[START PAGE TEXT]

The plot got thicker when we learned that NCBA has initiated the first round of another rifting of employees. The need for this is blamed on the decrease in the nation’s cowherd and the reduction of checkoff dollars. Before you start screaming “I knew it. They are spending checkoff dollars!” read the rest of the story. NCBA is the major contractor to create and execute checkoff programs in research, education and marketing. Many investigations support the fact that checkoff dollars are not used in policy matters.
That all makes sense, but it hasn’t been all that long since NCBA eliminated a chunk of employees. Perhaps if the organization was able to interest even a fraction of the nation’s ranchers and farmers in membership the story would be different.
And other ugly stories
New Mexico and the nation were shocked in late May when the New Mexico Livestock Board was forced to seize around 1,000 starving cows from an eastern New Mexico ranch. New Mexico’s livestock industry has come together to support the Livestock Board for their actions.

[END PAGE TEXT]

» EXERCISE TASK 1
According to the article excerpt, in which areas does NCBA create and execute checkoff programs? List them all.
» EXERCISE TASK 2
Reproduce everything in the records from the line containing "Exercise. Identify the window in" down to the end of the records, including both ends.

[START SUPPLIED RECORDS]

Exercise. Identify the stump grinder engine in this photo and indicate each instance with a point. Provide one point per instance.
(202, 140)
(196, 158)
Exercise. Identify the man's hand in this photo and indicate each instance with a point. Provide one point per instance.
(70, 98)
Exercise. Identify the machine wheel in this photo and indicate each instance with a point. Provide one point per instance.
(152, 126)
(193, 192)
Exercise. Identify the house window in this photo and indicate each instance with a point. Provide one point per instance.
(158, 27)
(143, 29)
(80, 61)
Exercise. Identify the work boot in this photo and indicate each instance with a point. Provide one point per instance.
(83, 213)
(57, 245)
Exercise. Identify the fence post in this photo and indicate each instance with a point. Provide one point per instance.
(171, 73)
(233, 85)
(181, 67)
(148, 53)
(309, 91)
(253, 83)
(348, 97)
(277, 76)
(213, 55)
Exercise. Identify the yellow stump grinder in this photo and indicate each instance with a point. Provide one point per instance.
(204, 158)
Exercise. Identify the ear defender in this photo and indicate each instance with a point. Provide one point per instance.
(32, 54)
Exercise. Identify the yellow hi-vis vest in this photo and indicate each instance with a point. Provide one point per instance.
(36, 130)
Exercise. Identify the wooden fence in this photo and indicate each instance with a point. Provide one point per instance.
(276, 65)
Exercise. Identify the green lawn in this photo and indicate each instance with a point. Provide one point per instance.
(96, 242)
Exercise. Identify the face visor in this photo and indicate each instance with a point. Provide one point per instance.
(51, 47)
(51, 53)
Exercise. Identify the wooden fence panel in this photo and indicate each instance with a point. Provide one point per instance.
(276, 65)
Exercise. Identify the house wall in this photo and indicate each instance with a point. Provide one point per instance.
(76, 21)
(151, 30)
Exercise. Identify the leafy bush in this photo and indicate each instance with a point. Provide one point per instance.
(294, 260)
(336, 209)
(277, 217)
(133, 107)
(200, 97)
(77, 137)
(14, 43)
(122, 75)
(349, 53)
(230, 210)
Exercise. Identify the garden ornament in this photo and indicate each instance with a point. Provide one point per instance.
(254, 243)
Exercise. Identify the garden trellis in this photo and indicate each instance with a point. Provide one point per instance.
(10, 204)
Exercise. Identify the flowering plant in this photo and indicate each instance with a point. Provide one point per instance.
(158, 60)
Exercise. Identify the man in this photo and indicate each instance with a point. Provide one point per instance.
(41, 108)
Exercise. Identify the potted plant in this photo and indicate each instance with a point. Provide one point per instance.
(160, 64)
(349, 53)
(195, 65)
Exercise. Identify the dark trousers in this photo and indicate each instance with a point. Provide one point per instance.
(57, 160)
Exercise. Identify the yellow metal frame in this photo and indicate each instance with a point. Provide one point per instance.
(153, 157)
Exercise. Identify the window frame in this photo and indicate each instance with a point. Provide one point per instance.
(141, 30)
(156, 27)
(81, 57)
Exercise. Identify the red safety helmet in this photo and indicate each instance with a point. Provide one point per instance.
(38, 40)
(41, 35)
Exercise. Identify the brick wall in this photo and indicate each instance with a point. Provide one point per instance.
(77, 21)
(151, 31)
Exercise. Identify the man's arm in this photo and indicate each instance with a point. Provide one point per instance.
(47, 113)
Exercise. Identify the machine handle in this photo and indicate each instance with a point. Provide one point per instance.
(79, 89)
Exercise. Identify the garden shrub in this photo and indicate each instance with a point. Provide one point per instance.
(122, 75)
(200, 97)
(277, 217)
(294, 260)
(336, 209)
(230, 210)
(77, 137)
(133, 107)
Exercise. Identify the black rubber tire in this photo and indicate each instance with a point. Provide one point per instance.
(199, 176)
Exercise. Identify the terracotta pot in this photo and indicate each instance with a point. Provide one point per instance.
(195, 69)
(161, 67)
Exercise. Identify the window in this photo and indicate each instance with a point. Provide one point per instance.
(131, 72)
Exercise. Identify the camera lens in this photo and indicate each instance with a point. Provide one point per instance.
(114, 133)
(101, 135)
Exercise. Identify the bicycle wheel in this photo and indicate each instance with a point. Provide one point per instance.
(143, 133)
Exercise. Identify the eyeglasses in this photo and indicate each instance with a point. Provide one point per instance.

[END SUPPLIED RECORDS]

» TASK SOLUTION 1
research, education, marketing

» TASK SOLUTION 2
Exercise. Identify the window in this photo and indicate each instance with a point. Provide one point per instance.
(131, 72)
Exercise. Identify the camera lens in this photo and indicate each instance with a point. Provide one point per instance.
(114, 133)
(101, 135)
Exercise. Identify the bicycle wheel in this photo and indicate each instance with a point. Provide one point per instance.
(143, 133)
Exercise. Identify the eyeglasses in this photo and indicate each instance with a point. Provide one point per instance.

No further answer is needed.